EXERCISE OBJECTIVE: Reproduce the following lines word for word, leaving the picture out of your answer.

....

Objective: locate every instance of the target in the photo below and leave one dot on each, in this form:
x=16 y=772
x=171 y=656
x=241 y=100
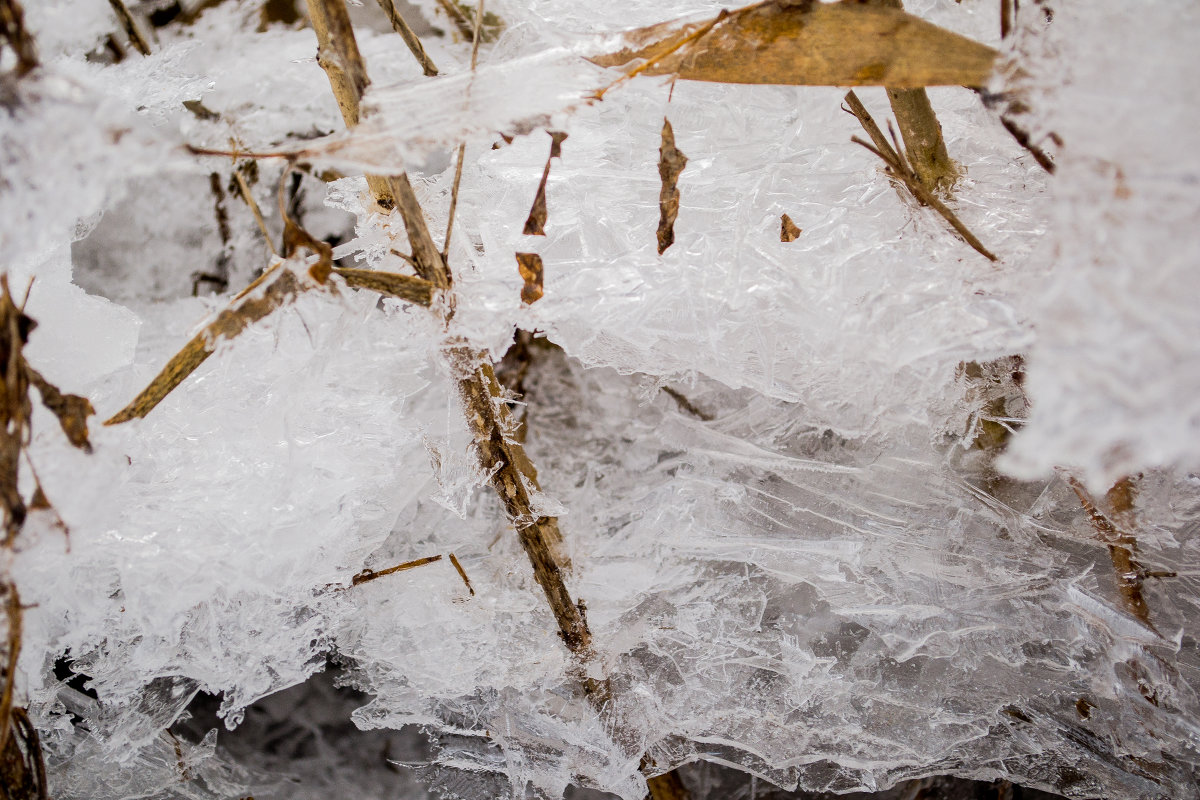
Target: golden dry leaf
x=787 y=229
x=671 y=164
x=808 y=43
x=535 y=226
x=532 y=274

....

TASK RESULT:
Objective: locate every instance of the target in the photo below and leave one dot on each, in this form:
x=16 y=772
x=171 y=656
x=241 y=100
Target: golden dry leaf
x=787 y=229
x=671 y=164
x=808 y=43
x=535 y=226
x=532 y=274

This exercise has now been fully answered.